--- start Provided records ---

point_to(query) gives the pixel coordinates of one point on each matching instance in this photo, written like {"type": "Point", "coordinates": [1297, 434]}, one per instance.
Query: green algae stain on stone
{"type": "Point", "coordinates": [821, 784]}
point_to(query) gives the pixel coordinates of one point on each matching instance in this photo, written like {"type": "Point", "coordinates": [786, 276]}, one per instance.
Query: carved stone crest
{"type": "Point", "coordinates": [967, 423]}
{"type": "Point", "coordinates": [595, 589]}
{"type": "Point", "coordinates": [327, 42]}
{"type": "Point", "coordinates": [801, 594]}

--- end Provided records ---
--- start Provided records ---

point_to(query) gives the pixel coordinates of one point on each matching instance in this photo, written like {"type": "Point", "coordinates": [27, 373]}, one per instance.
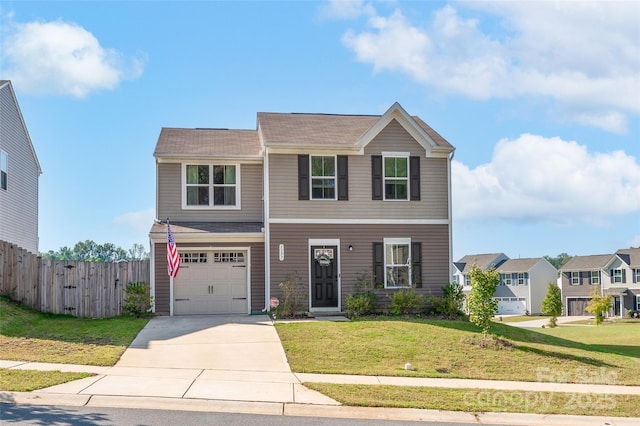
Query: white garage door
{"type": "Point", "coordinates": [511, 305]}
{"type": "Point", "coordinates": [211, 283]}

--- end Provided records ---
--- start Provided records ---

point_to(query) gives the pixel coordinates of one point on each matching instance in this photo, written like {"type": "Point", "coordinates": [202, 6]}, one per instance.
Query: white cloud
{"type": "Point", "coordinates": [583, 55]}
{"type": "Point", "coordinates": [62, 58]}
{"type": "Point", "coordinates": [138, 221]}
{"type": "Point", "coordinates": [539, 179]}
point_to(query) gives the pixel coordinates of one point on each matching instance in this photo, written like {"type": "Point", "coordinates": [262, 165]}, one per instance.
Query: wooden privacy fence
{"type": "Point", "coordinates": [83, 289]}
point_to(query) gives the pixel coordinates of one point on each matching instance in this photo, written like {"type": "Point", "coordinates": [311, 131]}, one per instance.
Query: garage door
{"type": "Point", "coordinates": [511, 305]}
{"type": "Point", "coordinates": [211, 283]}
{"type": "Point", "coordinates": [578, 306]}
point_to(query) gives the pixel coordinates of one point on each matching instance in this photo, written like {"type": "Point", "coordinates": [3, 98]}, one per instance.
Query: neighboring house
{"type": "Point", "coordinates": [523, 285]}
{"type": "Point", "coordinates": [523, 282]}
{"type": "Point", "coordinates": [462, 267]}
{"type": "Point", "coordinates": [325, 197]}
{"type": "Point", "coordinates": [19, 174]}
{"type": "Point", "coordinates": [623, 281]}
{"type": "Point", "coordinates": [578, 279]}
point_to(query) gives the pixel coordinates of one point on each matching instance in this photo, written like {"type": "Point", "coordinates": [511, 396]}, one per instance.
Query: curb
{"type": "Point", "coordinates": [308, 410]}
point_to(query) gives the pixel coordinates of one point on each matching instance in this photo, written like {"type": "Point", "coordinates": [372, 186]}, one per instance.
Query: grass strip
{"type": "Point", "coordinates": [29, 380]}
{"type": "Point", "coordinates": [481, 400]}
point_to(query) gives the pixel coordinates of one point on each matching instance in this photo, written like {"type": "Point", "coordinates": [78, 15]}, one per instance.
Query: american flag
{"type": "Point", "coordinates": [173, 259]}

--- end Provided records ---

Exercise objective ▸ Show each line of the entries above that contains the string "garage", copied in full. Case counts.

Exercise output ▸
Query: white garage door
Query: garage door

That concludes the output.